╭─ Passage

Catholics speak out against ruling

PLATTSBURGH — The North Country Catholic community is speaking out against an Obama administration ruling that would require certain religious-affiliated institutions to provide health insurance with free contraceptive services for women.

Under new rules, Plattsburgh's Seton Catholic Central School and Seton Academy must provide employee health insurance that includes free preventative services for women.

"It puts us in a terrible position of choosing between assisting care for people and violating our conscience," said Msgr. Dennis Dupery, pastor of St. Peter's Church in Plattsburgh, which is linked to the two schools.

The issue is one that the Catholic Church and others opposed to it on moral grounds saw coming.

In August 2011, U.S. Department of Health and Human Services issued an interim rule that required most health-insurance plans to cover preventative services for women without charging a co-pay, co-insurance or deductible.

The mandate said most new and renewed health plans would be required to do so by Aug. 1, 2012. The interim rule included an exemption allowing certain religious employers — among them churches and synagogues — the option of whether to provide contraception coverage.

After a comment period, the ruling was made final on Jan. 20, but gives nonprofit religious employers that are not exempt and don't currently provide contraceptive coverage in their insurance plans an additional year to comply with the new law.

Among them religious-affiliated schools and hospitals.

BISHOP RESPONDS

The ruling would mean that health-insurance plans would need to include coverage for sterilization, contraceptives such as birth control pills and the emergency contraceptive Plan-B.

But the Catholic Church is morally opposed to such measures, which the Most Rev. Terry LaValley, bishop of the Roman Catholic Diocese of Ogdensburg, says includes abortion-inducing drugs.

╰─

• Exercise description
In the article about the contraceptive coverage ruling, on what date was the ruling made final? The items below have no connection to the news article above.

╭─ Listed entries

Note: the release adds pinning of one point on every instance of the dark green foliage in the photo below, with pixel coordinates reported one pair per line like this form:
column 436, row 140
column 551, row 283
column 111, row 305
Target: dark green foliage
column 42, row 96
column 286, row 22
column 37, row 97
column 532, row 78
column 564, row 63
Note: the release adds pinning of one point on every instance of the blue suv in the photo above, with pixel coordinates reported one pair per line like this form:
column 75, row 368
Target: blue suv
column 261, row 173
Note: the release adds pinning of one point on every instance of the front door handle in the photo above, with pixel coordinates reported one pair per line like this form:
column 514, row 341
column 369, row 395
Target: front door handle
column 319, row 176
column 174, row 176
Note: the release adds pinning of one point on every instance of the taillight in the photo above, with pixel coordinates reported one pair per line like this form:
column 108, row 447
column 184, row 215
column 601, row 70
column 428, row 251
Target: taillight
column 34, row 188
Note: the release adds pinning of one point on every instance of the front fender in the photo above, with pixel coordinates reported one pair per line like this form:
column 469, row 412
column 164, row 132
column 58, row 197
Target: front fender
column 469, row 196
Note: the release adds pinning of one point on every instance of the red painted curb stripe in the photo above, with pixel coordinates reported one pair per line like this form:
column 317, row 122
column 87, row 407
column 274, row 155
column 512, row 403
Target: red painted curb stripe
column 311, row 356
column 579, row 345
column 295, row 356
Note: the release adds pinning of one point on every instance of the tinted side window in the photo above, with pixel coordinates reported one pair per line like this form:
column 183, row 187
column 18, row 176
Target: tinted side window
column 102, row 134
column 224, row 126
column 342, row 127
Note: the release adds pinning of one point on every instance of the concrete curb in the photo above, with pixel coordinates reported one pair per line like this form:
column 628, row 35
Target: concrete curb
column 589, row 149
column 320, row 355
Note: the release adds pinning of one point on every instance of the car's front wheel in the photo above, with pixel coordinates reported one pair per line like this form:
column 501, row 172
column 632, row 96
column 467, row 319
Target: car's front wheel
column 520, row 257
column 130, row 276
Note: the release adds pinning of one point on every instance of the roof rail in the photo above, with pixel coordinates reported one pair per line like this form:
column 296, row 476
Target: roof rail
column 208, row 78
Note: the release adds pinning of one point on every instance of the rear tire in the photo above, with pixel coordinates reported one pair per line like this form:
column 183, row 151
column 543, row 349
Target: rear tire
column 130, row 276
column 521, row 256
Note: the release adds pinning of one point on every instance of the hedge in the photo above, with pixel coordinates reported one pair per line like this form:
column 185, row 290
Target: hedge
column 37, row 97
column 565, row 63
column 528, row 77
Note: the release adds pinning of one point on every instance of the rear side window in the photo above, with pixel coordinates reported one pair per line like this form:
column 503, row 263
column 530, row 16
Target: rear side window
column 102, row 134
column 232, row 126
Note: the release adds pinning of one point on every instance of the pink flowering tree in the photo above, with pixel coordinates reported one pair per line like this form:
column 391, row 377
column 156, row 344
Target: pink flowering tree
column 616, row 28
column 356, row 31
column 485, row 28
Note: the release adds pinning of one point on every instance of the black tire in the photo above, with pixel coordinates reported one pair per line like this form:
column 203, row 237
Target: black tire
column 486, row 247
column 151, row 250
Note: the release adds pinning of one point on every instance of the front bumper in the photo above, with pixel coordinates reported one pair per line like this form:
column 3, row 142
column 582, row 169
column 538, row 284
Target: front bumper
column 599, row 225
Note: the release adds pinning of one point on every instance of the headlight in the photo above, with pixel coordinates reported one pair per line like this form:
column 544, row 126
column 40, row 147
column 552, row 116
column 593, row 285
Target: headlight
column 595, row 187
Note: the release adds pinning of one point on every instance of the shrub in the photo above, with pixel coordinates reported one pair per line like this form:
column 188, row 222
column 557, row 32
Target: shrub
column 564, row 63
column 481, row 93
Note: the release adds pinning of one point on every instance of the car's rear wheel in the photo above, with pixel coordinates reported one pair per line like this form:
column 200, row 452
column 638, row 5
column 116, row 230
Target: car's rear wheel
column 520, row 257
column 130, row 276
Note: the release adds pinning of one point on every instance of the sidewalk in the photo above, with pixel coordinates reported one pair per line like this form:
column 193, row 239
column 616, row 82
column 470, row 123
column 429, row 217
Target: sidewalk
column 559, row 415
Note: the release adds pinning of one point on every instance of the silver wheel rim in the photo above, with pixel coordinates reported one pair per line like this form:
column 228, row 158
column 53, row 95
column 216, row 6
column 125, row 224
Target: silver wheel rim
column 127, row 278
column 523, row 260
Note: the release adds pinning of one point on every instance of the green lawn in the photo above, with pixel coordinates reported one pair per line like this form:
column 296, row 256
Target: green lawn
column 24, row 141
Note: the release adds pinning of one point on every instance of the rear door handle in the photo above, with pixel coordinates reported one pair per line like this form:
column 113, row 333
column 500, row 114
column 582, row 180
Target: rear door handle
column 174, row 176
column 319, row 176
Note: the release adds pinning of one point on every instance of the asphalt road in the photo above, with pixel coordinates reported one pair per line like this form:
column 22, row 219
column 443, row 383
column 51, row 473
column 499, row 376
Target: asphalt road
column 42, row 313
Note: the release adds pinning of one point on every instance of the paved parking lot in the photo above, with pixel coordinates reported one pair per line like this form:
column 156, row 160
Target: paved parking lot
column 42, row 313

╰─

• Task answer
Jan. 20